Across the data below, how many lines hold "mountain"? Answer with that number and nothing else.
-------- Given records
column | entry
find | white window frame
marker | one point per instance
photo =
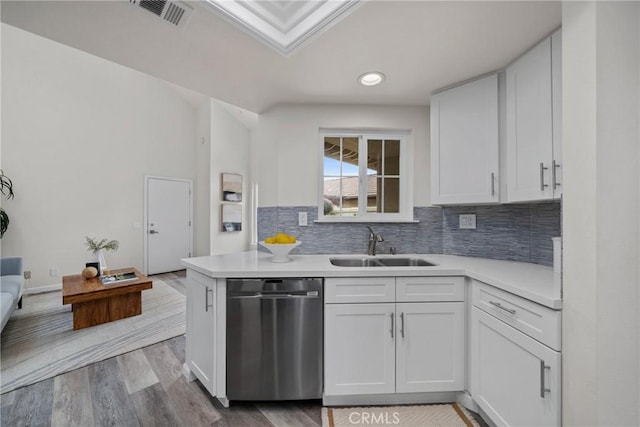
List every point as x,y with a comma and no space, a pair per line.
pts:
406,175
----------------
-------- Given records
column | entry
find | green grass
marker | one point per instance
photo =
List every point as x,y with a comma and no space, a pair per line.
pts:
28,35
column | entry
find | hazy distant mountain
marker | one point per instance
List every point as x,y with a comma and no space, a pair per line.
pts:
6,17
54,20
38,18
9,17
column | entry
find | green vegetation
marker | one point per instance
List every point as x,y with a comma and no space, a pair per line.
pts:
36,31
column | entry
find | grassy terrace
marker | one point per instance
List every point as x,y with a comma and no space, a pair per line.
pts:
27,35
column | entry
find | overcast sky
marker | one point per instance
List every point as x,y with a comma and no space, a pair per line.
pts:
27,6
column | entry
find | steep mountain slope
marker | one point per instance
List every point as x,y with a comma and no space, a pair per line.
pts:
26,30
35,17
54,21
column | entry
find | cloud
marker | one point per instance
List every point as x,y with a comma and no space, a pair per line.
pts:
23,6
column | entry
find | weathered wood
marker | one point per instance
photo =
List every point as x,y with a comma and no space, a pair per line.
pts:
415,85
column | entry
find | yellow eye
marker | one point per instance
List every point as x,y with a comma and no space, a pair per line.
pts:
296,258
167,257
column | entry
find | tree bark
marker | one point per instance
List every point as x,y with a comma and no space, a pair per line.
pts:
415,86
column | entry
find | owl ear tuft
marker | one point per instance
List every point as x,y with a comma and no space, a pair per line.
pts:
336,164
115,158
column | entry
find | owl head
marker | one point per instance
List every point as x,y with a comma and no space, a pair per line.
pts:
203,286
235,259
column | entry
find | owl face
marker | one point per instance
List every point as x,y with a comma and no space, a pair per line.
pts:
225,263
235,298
----------------
-------- Given records
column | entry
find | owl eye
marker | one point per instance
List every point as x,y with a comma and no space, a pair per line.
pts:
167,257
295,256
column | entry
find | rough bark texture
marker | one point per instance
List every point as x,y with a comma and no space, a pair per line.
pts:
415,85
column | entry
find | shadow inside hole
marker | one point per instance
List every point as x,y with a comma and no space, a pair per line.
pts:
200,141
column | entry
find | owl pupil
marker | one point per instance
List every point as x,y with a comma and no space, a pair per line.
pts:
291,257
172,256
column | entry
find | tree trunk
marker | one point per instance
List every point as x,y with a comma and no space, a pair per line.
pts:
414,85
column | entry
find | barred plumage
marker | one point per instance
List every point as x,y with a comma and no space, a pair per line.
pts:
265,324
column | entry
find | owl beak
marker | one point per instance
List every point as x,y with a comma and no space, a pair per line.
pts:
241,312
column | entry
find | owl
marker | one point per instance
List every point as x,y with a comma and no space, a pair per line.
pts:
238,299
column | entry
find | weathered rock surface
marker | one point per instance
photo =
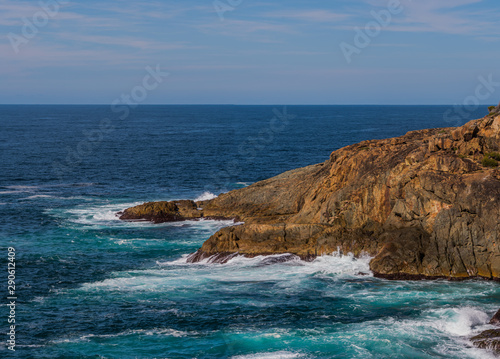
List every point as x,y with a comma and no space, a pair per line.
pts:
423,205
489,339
----------------
Task result> 2